Duplicate each of the following entries word for word, changing nothing.

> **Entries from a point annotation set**

# # # # # # #

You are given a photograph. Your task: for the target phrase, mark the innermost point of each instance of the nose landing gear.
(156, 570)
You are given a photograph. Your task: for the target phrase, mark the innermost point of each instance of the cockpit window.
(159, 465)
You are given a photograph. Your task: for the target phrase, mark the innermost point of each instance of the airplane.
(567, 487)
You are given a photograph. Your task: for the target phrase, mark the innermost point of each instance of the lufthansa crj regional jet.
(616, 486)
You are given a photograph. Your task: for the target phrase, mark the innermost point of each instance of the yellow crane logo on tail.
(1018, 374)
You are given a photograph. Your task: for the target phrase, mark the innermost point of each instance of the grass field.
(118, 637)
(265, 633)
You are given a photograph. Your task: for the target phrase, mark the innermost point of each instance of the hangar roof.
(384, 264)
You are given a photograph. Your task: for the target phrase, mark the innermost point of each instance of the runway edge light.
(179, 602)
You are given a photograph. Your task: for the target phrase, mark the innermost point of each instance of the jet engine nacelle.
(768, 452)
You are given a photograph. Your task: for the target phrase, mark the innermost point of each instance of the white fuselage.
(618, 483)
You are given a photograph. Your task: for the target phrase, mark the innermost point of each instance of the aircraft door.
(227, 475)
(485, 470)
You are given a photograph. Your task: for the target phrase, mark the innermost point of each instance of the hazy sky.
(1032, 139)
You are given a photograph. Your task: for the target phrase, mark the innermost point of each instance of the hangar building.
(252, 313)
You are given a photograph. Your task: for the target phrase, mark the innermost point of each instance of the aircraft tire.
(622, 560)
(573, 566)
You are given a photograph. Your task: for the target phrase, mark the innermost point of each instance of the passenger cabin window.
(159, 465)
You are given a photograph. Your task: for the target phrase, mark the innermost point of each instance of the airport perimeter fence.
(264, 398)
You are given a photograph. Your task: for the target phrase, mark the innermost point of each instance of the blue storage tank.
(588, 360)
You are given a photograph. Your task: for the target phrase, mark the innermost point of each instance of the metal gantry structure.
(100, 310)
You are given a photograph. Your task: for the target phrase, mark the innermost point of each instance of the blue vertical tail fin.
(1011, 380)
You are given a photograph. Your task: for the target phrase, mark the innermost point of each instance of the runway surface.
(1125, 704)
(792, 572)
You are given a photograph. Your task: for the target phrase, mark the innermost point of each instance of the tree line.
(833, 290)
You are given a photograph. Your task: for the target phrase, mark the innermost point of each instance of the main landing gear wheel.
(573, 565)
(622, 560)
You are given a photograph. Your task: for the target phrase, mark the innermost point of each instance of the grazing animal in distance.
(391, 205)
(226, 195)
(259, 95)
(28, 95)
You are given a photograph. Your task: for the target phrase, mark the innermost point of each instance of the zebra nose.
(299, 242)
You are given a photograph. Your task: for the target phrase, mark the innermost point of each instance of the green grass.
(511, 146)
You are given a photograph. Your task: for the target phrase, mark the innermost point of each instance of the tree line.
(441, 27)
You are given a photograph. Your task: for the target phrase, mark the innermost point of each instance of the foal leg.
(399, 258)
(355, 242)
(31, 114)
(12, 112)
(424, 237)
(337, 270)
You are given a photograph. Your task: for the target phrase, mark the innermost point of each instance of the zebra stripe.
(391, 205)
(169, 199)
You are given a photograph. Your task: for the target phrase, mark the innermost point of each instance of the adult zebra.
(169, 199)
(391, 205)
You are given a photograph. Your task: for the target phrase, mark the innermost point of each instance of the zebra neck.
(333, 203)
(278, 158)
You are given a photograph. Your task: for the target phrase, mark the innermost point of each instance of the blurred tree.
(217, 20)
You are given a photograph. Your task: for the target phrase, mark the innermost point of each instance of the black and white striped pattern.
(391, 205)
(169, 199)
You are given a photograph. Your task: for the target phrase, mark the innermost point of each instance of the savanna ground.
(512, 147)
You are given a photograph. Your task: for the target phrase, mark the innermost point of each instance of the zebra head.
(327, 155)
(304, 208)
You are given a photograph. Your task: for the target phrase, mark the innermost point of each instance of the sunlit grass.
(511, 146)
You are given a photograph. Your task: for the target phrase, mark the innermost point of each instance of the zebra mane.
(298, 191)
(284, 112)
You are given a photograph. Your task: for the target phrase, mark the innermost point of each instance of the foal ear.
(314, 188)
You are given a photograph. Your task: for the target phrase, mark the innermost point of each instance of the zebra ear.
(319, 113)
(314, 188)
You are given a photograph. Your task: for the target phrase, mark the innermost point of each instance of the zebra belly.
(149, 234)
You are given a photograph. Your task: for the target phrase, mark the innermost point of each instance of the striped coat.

# # # # # # #

> **Task output**
You are given a photograph. Your task: for the target phrase, mark the innermost point of each instance of the nose landing gear.
(156, 570)
You are given a photograph. Your task: for the target phrase, mark the innermost point of each instance of the cockpit window.
(159, 465)
You are given a photograph. Your task: for the target phrase, mark the innermost point of each instance of the airplane.
(567, 487)
You are given a photograph. Your task: for the target phrase, mark the innermost point of each instance of the lufthansa crj regional jet.
(616, 486)
You are given a photograph. Your task: for the target phrase, mark the innermost point of each instance of the yellow crane logo on tail.
(1018, 374)
You are given a photograph. Your task: for the target phrase, mark the innermost point of each instance of the grass field.
(118, 637)
(265, 633)
You are given a photograph. Your task: for the target phrase, mark the innermost point of each instance of the hangar roof.
(384, 264)
You are given a photograph. Your task: for the target phrase, mark the innermost point of each instance of the runway edge light.
(179, 602)
You are given a photograph. Your task: for the target phrase, mark the innermost point of each instance of the jet engine nacelle.
(768, 452)
You are given a photograph. Your task: for the target phrase, mark the innermost point of each instance of the white fuselage.
(618, 483)
You are given a photograph. Your task: for the target phrase, mark the innermost point of each instance of the aircraft door.
(227, 475)
(485, 470)
You are given a photograph. Your task: for the target phrase, mark the innermost point of each instance of the hazy sky.
(1032, 139)
You are given a photograph. Your task: for the target phrase, mark the innermost point of each instance of the hangar building.
(252, 313)
You are given a photograph. Your task: for the target phrase, mark the innermost point of each instance of the aircraft tire.
(622, 560)
(573, 566)
You are given a photograph. Your task: for the target phrase, mark the innermost point of each instance of the passenger cabin window.
(159, 465)
You are given a photograph. Your task: for the target phrase, mark the innermost point of each instance of the airport perimeter fence.
(264, 398)
You are given a photograph. Your task: for the target phrase, mark the innermost point of each instance of the blue storage tank.
(588, 360)
You are given a photograph. Your task: for the target phrase, mark the innermost point of each instance of the metal gantry structure.
(100, 310)
You are given a photograph. Your task: for the target phrase, mark the innermost point of each instance of the blue vertical tail fin.
(1011, 380)
You are given a photograph. Your task: for the target phrase, mark the innermost point of each instance of the runway surface.
(1125, 704)
(792, 572)
You are given a photograph. Your task: for the target phrase, mark the innermost point of each instance of the tree line.
(833, 290)
You are given a photograph. Your task: for the target phrase, mark the innermost point of each instance of the main landing gear wheel.
(573, 565)
(622, 560)
You are given a photograph. Your task: for the target phrase, mark the innermost point of each instance of the grazing animal in distance.
(391, 205)
(226, 195)
(259, 95)
(28, 95)
You are given a photograph. Your task: for the target phrase, mark the innermost point of each instance of the zebra nose.
(299, 242)
You are given a photograph. Your task: for the target phrase, mark the innermost point of each instance of the green grass.
(511, 146)
You are given a photograph. Your task: for the target phrase, mark the innermost point of each instance of the tree line.
(441, 27)
You are given a photograph. Your task: for the target phrase, mark the innermost point of each instance of the foal leg.
(399, 258)
(355, 242)
(31, 114)
(12, 112)
(424, 237)
(337, 270)
You are given a photograph. Your task: for the target phrase, mark the innermost point of each instance of the zebra stripe.
(391, 205)
(169, 199)
You are given a photograph. Your task: for the target phrase, mark the innermost point of each instance of the adult zebra.
(169, 199)
(391, 205)
You are given a photograph. Your task: for the target phrase, mark the innermost point of each instance of the zebra neck.
(333, 203)
(278, 158)
You are given a photograph. Your task: for the target phrase, mark the innermost point of each instance of the blurred tree.
(217, 20)
You are given a photograph. Your task: for the target phrase, mark the innermost point of each instance of the black and white striped pattern.
(391, 205)
(169, 199)
You are given a photograph. Your task: for the target phrase, mark the innermost point of each instance of the savanna ground.
(512, 147)
You are given a photograph. Your task: for the target phrase, mark the innermost point of each instance of the zebra head.
(327, 155)
(304, 208)
You are given a photograph. Your task: for the target phrase, mark the innermost point of each instance of the sunlit grass.
(511, 146)
You are given a photograph. Your task: for the target phrase, mark the innermost point of each instance of the zebra mane.
(298, 191)
(284, 112)
You are given a photograph. Your task: for the target phrase, mark the innermost point of each instance of the foal ear.
(314, 188)
You are given a photograph. Your task: for the target phrase, mark the innermost point of each instance of the zebra ear.
(319, 113)
(314, 188)
You are given a photograph. Your task: for the target phrase, mark the innermost point of each instance of the zebra belly.
(149, 234)
You are given a photograph. Your task: for the target phrase, mark the innermost point of each instance of the striped coat.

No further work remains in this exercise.